Spatial annotation records:
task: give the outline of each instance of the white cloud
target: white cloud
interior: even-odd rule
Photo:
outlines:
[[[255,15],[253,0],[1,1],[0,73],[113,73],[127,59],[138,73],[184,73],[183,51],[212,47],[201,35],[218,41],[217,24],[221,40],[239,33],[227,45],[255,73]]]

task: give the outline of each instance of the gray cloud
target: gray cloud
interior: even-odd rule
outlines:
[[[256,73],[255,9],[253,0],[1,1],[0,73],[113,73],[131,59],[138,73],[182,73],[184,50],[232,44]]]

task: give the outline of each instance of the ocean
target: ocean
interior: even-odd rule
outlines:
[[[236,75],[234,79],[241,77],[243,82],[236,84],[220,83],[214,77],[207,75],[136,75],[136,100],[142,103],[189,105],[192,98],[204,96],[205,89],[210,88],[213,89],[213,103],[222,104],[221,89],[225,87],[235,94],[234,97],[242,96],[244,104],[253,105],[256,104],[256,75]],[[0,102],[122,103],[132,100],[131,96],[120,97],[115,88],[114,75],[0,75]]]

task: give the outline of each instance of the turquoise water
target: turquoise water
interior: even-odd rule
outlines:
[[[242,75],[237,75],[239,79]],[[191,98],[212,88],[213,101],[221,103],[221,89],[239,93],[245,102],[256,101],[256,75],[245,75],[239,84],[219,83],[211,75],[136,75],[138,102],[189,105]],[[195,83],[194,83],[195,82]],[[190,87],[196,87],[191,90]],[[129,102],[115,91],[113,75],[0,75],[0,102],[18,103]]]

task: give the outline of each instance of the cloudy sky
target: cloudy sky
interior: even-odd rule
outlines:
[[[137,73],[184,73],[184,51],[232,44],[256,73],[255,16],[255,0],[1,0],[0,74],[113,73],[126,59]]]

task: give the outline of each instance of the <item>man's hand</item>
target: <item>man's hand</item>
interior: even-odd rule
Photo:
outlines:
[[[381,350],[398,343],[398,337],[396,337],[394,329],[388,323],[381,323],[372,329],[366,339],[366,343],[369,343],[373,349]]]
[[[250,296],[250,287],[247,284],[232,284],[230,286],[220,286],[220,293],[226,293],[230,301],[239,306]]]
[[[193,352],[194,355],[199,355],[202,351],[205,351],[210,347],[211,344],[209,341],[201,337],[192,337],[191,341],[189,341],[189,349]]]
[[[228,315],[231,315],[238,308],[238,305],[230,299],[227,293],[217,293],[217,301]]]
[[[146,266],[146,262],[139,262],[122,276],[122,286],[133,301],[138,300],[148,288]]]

Instructions for the task - Please gather each line from the listing above that contains the string "cloudy". Case counts, so match it with the same capitalization.

Task response -
task: give the outline of each instance of the cloudy sky
target: cloudy sky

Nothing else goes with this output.